● SET TASK
Switch every "find_points" to "locate_points" in the items below, starting at the top of the items and stopping after the line that contains "point(420, 113)". Return those lines with nothing else altered, and leave the pictures out.

● PROVIDED RECORDS
**********

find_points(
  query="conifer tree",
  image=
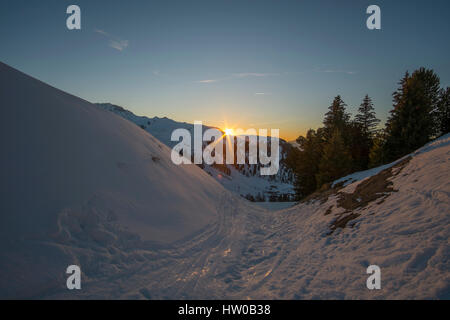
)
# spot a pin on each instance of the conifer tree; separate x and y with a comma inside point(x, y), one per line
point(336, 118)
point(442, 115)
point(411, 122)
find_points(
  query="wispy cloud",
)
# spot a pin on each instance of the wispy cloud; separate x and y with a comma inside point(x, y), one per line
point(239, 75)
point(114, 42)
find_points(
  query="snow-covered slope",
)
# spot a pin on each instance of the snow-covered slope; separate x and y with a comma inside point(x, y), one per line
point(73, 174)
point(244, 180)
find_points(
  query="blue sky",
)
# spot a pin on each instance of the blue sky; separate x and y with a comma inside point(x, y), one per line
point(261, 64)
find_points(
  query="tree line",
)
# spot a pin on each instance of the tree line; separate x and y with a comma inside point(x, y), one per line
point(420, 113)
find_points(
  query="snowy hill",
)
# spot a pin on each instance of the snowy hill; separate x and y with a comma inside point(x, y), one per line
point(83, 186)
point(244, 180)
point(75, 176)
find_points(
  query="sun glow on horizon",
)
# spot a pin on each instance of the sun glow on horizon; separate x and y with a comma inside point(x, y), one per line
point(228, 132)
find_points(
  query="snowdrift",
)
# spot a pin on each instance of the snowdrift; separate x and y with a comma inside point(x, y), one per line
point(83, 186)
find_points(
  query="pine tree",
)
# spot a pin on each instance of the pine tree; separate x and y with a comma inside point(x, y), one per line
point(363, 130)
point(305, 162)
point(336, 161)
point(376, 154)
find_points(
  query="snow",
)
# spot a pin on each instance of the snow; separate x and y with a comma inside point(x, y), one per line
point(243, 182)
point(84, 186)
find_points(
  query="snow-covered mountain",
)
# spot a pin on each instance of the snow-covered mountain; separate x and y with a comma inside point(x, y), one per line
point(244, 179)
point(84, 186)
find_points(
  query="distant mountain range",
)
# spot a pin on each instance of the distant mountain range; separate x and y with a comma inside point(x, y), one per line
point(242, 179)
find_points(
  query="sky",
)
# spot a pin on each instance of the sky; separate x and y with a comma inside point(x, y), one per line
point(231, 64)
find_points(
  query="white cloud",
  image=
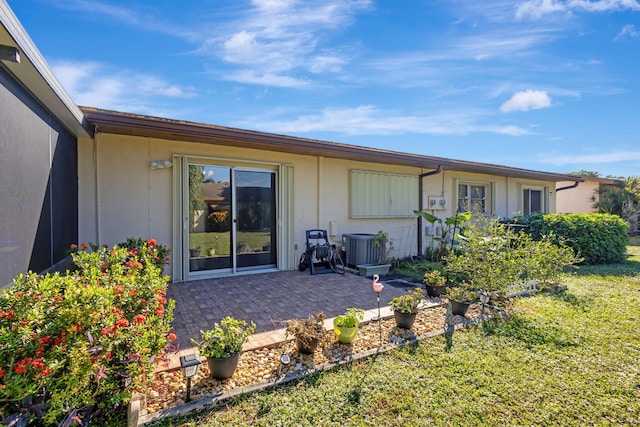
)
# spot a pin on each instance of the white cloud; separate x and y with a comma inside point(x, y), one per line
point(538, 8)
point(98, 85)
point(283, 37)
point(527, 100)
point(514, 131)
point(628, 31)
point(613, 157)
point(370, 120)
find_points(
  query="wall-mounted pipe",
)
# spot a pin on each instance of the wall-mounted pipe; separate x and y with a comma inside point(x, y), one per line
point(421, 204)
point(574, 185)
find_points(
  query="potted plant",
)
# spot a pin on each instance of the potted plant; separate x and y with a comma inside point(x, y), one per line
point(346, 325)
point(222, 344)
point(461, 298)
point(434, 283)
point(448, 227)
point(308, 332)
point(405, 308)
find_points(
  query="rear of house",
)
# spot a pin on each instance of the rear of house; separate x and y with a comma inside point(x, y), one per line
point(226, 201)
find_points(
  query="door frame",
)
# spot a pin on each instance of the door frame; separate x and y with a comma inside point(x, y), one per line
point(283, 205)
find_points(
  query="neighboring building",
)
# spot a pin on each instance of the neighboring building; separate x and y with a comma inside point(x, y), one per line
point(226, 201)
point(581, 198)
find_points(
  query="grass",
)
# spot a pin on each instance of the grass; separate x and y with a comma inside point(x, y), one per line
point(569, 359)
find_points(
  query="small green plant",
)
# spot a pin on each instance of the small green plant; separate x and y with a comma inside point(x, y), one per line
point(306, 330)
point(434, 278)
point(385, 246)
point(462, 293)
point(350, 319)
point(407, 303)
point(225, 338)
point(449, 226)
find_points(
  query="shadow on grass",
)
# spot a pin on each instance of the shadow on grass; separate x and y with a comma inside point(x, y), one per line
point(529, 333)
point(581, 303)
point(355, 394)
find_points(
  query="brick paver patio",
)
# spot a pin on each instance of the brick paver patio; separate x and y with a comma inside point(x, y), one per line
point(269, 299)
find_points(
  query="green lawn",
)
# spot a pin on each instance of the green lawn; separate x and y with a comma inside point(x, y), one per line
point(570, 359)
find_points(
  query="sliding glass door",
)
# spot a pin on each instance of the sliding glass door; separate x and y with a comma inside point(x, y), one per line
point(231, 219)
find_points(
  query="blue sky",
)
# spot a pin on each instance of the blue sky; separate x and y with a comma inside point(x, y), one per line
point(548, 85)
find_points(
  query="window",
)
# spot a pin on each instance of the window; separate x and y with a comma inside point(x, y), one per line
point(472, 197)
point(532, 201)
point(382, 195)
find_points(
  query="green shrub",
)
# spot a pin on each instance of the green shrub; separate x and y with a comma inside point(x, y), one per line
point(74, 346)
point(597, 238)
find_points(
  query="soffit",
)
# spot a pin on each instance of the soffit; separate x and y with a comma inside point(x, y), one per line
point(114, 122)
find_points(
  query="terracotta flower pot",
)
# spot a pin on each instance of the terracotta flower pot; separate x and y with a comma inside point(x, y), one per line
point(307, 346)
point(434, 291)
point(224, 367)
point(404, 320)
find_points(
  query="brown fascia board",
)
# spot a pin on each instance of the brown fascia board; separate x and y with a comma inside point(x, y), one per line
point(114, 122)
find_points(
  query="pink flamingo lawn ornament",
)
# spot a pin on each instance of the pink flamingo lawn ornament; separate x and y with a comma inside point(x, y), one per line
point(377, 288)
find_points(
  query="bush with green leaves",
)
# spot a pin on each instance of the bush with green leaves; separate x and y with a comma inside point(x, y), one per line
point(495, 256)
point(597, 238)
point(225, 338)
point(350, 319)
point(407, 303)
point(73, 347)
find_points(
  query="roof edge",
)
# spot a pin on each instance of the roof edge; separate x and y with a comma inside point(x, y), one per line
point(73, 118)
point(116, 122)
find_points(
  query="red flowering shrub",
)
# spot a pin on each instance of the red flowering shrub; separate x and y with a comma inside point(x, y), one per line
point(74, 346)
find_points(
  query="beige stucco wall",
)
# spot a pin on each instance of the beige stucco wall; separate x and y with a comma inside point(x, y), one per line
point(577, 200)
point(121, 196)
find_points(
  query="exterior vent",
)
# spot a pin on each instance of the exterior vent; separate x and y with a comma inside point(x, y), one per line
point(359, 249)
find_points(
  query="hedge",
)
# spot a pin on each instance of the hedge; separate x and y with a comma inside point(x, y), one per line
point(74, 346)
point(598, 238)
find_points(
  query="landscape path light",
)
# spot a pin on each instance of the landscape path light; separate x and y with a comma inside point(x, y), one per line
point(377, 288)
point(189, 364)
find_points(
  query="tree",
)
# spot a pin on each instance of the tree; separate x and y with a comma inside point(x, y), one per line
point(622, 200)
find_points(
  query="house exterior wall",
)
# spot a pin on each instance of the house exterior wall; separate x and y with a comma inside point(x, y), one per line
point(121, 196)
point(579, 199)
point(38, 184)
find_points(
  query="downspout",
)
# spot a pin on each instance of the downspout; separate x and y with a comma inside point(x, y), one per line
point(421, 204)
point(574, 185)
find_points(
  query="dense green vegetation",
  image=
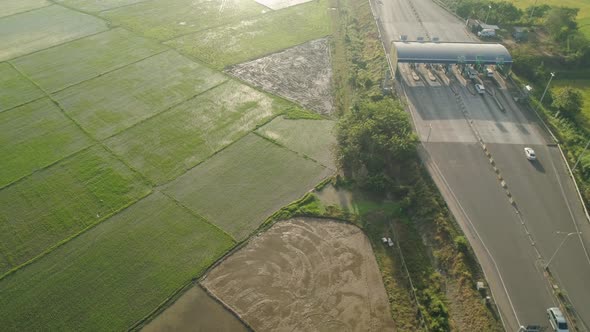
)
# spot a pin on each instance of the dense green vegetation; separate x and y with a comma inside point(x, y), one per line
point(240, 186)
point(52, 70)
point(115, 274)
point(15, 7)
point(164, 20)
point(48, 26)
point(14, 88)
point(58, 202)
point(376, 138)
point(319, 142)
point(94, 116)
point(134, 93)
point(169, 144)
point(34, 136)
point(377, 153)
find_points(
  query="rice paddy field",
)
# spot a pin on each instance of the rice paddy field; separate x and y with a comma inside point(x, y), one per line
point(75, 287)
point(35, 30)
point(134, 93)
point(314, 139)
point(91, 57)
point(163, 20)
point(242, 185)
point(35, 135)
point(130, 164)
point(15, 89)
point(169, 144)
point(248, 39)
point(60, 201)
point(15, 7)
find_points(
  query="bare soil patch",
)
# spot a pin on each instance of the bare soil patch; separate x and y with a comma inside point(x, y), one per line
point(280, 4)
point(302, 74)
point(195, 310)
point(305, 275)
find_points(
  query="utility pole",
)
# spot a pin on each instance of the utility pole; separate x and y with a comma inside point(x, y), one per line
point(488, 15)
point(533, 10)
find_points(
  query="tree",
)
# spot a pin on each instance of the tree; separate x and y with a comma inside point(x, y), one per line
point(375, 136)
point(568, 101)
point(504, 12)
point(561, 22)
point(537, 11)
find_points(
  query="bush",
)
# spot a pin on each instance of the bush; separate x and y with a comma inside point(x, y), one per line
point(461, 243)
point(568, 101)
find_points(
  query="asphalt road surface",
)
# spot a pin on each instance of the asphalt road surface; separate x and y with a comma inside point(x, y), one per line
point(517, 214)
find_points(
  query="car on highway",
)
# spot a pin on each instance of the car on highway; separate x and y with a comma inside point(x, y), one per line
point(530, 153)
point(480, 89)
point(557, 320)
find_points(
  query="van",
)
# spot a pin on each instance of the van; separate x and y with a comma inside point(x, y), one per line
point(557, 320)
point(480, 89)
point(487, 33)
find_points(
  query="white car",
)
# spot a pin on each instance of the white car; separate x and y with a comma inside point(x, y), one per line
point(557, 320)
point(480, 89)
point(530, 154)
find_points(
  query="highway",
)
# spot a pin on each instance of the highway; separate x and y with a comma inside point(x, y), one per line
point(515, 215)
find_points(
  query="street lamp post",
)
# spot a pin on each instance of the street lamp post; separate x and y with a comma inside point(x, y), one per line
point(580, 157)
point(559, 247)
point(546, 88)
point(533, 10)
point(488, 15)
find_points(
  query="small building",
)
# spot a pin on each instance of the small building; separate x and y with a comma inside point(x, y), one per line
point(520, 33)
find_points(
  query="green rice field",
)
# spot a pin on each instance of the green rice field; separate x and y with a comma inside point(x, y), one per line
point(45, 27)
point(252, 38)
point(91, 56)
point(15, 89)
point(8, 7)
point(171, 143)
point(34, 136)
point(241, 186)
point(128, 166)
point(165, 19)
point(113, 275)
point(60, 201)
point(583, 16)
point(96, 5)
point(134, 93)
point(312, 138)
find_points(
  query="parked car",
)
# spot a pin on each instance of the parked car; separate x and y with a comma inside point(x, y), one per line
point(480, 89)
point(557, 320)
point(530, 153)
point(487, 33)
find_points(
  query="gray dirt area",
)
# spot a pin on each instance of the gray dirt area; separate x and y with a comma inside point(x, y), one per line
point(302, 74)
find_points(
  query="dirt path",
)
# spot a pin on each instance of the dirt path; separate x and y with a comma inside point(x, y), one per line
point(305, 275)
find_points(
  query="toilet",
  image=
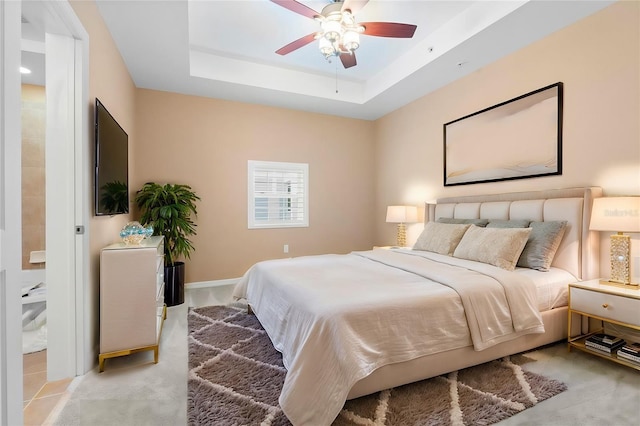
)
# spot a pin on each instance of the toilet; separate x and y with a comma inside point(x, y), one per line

**********

● SOLVED EXERCISE
locate_points(
  query="conifer tree",
  image=
)
# spot a pin on each instance of the conifer tree; separate x and y with a comma inside point(x, y), one per line
point(336, 118)
point(442, 115)
point(411, 122)
locate_points(
  query="wispy cloud",
)
# spot a pin on each instance of the wispy cloud; separate x and y with a comma inside point(x, y), one per line
point(239, 75)
point(114, 42)
locate_points(
  query="snow-covered slope",
)
# spot a pin on each instance of the snow-covered slope; separate x and y with a comma inside point(x, y), one per line
point(73, 174)
point(244, 180)
locate_points(
  query="blue sky",
)
# spot a pin on each instance of the blue sky; separate x and y with a comma inside point(x, y), one per line
point(261, 64)
locate_points(
  query="tree line",
)
# spot a pin on each instance of the tree line; separate x and y with a comma inside point(x, y), one per line
point(420, 113)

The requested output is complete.